TEXTO DADO:
━━━━━━━━━━━━━━━━

El grandote de la cresta es Leandro “Tano” Ierino (38). Duerme en el pabellón 5 y cumple una condena por asalto a mano armada. Había estado en Olmos por otro robo y salió en libertad. En esa época fue chofer de la 141, cubría el recorrido entre Plaza Italia y Villa Albertina. Veía a sus tres hijos y pensó que nunca más estaría preso. Pero no pasó así. “Me separé de mi mujer, se me fue la cabeza y empecé a tomar merca de nuevo. Le re pifié. Creía que necesitaba más y fui por más. Y así volví acá. Pero ya no me voy a equivocar. Estudio y quiero ver a mis chicos. Sé lo que hice y por eso pido disculpas”. Ierino se acerca a Sandra, le pregunta si la puede abrazar y ella le dice que sí. Cuando se sueltan, él se saca su rosario y se lo da.

━━━━━━━━━━━━━━━━

(Filas de un conjunto de datos para marcar recuadros)
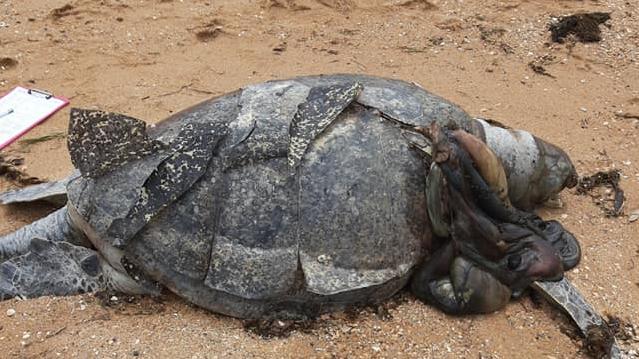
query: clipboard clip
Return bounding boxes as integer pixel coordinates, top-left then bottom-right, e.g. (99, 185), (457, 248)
(27, 89), (53, 100)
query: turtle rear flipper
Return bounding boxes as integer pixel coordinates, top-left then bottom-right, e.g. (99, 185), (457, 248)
(0, 237), (152, 301)
(0, 206), (91, 263)
(0, 175), (75, 207)
(0, 238), (106, 300)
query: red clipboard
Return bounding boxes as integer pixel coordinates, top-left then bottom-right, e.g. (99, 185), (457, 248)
(0, 86), (69, 150)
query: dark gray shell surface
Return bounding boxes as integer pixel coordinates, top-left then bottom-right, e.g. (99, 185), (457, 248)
(68, 75), (472, 318)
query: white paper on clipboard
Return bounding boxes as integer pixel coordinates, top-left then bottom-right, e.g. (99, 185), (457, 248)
(0, 86), (69, 150)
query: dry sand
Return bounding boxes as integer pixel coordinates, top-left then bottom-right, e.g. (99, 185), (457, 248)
(0, 0), (639, 358)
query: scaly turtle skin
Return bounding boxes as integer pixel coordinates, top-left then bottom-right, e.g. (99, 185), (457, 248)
(0, 75), (596, 328)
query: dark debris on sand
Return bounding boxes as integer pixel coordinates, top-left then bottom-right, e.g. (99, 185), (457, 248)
(549, 12), (610, 43)
(577, 170), (626, 217)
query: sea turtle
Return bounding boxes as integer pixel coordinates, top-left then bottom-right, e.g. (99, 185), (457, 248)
(0, 75), (620, 356)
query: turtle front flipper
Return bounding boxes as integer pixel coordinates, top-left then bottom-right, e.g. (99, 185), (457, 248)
(411, 242), (511, 315)
(0, 238), (107, 300)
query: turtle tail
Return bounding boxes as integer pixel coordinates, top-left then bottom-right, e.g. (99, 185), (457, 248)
(0, 206), (91, 263)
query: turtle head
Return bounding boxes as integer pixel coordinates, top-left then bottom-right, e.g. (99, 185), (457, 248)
(411, 125), (580, 314)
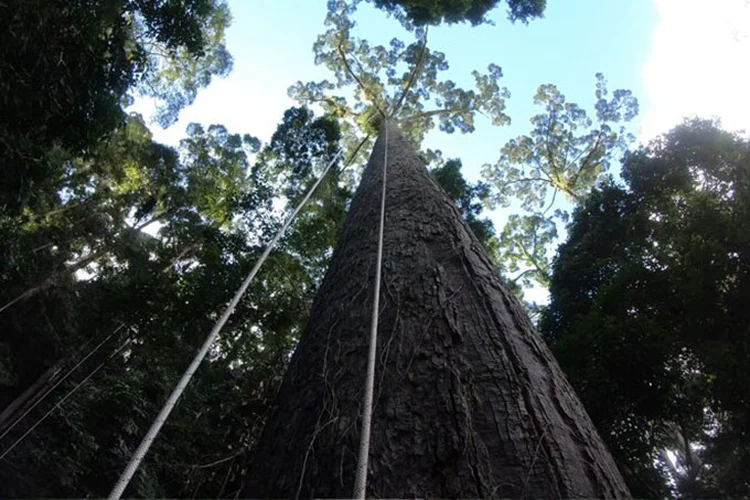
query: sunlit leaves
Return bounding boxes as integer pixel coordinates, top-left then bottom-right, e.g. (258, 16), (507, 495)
(483, 74), (638, 292)
(289, 0), (509, 156)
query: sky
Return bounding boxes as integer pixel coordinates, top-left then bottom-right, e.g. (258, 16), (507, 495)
(133, 0), (750, 300)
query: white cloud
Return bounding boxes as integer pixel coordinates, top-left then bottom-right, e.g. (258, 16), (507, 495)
(641, 0), (750, 140)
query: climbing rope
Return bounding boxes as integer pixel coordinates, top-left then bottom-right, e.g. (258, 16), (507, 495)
(0, 338), (133, 460)
(353, 122), (388, 498)
(0, 323), (125, 442)
(109, 149), (341, 499)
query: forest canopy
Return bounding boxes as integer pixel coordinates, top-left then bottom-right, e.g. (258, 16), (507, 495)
(0, 0), (750, 498)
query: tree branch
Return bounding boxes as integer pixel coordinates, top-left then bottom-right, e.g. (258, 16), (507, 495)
(336, 43), (388, 119)
(393, 31), (427, 116)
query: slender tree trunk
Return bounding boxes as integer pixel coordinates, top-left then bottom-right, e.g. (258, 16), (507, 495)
(244, 124), (629, 498)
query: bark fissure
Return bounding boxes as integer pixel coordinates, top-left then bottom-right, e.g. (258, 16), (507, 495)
(245, 120), (628, 498)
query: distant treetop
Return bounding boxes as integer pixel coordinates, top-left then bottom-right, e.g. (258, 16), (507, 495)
(373, 0), (547, 26)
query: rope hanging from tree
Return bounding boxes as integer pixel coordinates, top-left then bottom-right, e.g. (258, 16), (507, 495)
(109, 149), (341, 499)
(352, 121), (388, 498)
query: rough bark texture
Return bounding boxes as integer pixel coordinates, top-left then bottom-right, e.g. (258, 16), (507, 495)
(245, 124), (629, 498)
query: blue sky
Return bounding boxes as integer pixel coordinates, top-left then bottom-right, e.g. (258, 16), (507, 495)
(134, 0), (750, 299)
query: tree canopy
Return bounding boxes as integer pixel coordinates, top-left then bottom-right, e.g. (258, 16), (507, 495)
(373, 0), (547, 25)
(541, 119), (750, 497)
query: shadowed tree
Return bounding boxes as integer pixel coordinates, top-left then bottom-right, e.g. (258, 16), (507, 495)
(541, 119), (750, 498)
(245, 122), (628, 498)
(373, 0), (547, 26)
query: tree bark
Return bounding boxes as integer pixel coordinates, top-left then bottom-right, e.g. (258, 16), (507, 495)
(244, 123), (629, 498)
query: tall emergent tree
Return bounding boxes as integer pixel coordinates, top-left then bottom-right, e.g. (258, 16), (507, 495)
(245, 122), (628, 498)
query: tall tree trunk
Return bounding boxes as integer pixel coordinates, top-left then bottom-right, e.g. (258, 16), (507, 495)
(244, 124), (629, 498)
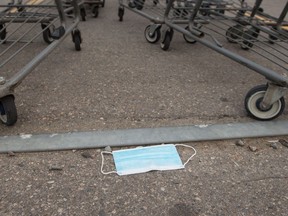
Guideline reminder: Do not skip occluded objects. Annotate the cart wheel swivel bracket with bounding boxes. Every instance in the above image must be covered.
[51,26,65,40]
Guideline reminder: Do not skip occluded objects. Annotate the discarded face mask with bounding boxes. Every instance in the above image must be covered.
[101,144,196,175]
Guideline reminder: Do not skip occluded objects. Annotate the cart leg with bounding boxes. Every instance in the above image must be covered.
[92,5,99,18]
[144,24,162,43]
[80,6,86,21]
[0,24,7,43]
[0,95,17,126]
[72,29,82,51]
[160,28,174,51]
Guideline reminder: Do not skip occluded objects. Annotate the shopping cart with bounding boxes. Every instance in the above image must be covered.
[64,0,105,21]
[83,0,105,18]
[119,0,288,120]
[118,0,241,44]
[0,0,82,125]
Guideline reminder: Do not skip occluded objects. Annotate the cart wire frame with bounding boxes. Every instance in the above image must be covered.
[0,0,82,126]
[118,0,288,120]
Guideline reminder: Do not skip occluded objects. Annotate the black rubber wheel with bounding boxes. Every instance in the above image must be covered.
[245,85,285,121]
[0,24,7,41]
[80,7,86,21]
[134,0,145,10]
[144,25,161,43]
[240,28,260,50]
[160,32,172,51]
[0,95,17,126]
[92,6,99,18]
[118,7,124,22]
[226,25,243,43]
[72,29,82,51]
[183,26,197,44]
[41,23,55,44]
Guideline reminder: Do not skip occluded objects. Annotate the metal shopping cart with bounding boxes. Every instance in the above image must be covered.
[118,0,241,44]
[63,0,105,21]
[0,0,82,125]
[119,0,288,120]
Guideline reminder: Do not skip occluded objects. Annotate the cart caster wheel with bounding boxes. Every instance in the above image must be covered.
[80,7,86,21]
[160,29,173,51]
[101,0,105,7]
[144,25,161,43]
[72,29,82,51]
[41,23,55,44]
[226,25,243,43]
[92,6,99,18]
[245,85,285,121]
[183,26,197,44]
[118,7,124,22]
[0,24,7,41]
[0,95,17,126]
[200,3,210,16]
[241,28,259,50]
[134,0,145,10]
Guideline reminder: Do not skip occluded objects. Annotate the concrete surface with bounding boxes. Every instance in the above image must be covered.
[0,0,288,216]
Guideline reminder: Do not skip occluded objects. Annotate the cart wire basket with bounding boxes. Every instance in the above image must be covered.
[0,0,82,126]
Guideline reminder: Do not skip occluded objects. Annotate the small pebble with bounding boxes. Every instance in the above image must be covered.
[8,152,15,157]
[49,165,63,171]
[105,146,112,152]
[235,140,245,147]
[249,146,257,152]
[279,139,288,148]
[81,152,93,158]
[270,143,277,149]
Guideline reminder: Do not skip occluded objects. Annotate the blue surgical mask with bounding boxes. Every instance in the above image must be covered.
[101,144,196,175]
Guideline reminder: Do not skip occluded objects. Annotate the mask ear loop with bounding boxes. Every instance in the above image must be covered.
[101,151,117,175]
[175,144,197,167]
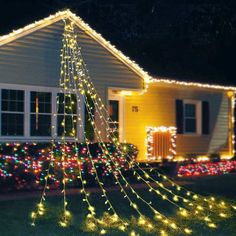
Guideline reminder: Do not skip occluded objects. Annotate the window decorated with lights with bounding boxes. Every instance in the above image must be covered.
[146,126,176,161]
[0,15,233,236]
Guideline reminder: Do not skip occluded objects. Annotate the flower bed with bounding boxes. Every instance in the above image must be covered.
[177,161,236,177]
[0,143,138,191]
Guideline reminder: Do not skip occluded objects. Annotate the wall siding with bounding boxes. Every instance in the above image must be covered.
[125,84,229,160]
[0,21,143,90]
[0,21,143,140]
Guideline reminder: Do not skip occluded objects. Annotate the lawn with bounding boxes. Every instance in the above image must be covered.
[0,174,236,236]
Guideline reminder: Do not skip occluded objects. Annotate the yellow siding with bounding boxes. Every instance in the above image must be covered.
[124,84,229,160]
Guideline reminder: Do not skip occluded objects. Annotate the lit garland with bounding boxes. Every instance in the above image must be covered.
[58,20,236,233]
[0,8,235,235]
[22,19,236,235]
[146,126,176,161]
[177,161,236,177]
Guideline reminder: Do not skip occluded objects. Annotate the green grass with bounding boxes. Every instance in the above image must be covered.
[0,174,236,236]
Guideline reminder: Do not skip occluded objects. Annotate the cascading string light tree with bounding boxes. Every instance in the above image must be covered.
[31,20,236,236]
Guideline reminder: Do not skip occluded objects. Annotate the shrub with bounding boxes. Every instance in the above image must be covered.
[0,143,138,191]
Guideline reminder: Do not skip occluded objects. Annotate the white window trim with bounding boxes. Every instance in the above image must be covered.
[0,83,84,142]
[183,99,202,136]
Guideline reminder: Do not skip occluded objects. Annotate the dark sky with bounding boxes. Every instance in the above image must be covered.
[0,0,236,85]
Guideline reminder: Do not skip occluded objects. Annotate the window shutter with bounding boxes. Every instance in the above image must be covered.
[176,99,184,134]
[202,101,210,134]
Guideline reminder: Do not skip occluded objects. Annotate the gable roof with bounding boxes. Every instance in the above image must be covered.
[0,10,151,82]
[149,77,236,92]
[0,10,236,92]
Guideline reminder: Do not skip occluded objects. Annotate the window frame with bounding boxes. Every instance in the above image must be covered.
[0,87,26,136]
[29,90,53,137]
[107,88,125,142]
[0,83,84,142]
[183,99,202,136]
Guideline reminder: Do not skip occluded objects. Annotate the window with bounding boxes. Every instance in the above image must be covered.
[1,89,24,136]
[30,92,52,136]
[57,93,77,137]
[184,101,201,134]
[109,100,119,137]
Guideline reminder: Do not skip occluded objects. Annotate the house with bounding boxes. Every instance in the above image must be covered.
[0,10,236,161]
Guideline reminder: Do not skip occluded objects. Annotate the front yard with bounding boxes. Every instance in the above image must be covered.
[0,174,236,236]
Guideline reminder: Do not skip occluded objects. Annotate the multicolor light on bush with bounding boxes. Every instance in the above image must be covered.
[178,161,236,177]
[0,143,137,189]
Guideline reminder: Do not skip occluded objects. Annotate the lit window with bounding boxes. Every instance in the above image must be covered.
[30,92,52,136]
[109,100,119,137]
[1,89,24,136]
[57,93,77,137]
[184,102,200,134]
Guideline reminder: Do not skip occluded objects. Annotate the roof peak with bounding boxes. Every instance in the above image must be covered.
[0,9,151,81]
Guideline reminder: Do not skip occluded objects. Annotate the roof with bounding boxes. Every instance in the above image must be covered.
[149,77,236,92]
[0,10,236,91]
[0,10,151,82]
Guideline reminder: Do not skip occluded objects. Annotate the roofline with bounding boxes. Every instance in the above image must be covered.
[0,9,152,82]
[149,77,236,93]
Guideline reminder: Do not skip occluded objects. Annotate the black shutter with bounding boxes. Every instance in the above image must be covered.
[202,101,210,134]
[175,99,184,134]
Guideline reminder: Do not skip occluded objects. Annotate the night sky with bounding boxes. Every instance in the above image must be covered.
[0,0,236,85]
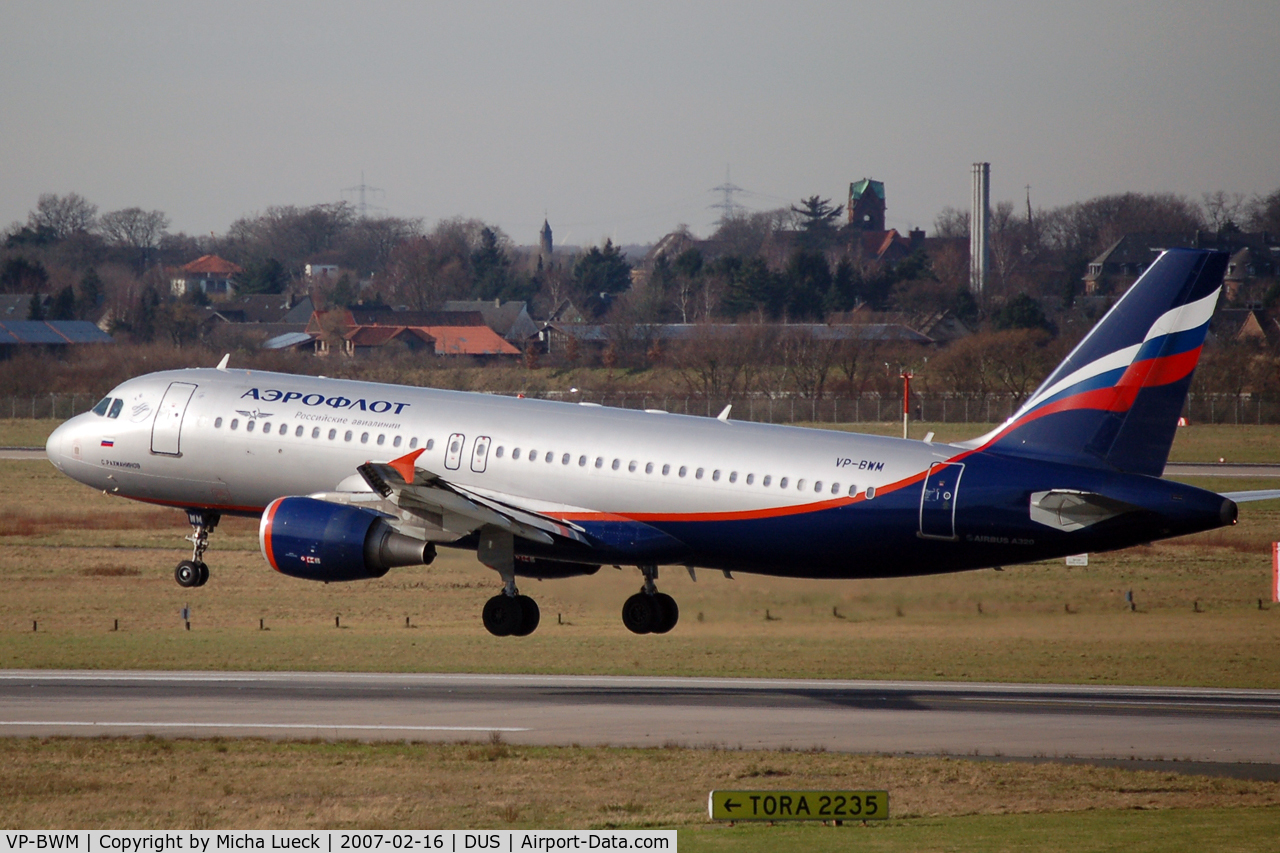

━━━━━━━━━━━━━━━━

EJERCICIOS:
1. Reproduce sin cambios el tramo del texto sobre Ierino que va desde "El grandote de" hasta "y se lo da.".
2. ¿Qué lugares aparecen con nombre propio en el texto sobre Ierino? Anótalos todos.
3. Según el texto sobre Ierino, ¿es cierta cada una de estas frases? (a) Ierino cumple una condena por asalto a mano armada. (b) Ierino tiene dos hijos. (c) Sandra le regala su rosario a Ierino. Responde sí o no y cita las palabras del texto que lo deciden.

RESPUESTAS EN ORDEN:
1.
El grandote de la cresta es Leandro “Tano” Ierino (38). Duerme en el pabellón 5 y cumple una condena por asalto a mano armada. Había estado en Olmos por otro robo y salió en libertad. En esa época fue chofer de la 141, cubría el recorrido entre Plaza Italia y Villa Albertina. Veía a sus tres hijos y pensó que nunca más estaría preso. Pero no pasó así. “Me separé de mi mujer, se me fue la cabeza y empecé a tomar merca de nuevo. Le re pifié. Creía que necesitaba más y fui por más. Y así volví acá. Pero ya no me voy a equivocar. Estudio y quiero ver a mis chicos. Sé lo que hice y por eso pido disculpas”. Ierino se acerca a Sandra, le pregunta si la puede abrazar y ella le dice que sí. Cuando se sueltan, él se saca su rosario y se lo da.

2. Olmos, Plaza Italia, Villa Albertina

3.
(a) Sí: "cumple una condena por asalto a mano armada".
(b) No: "Veía a sus tres hijos".
(c) No: "él se saca su rosario y se lo da".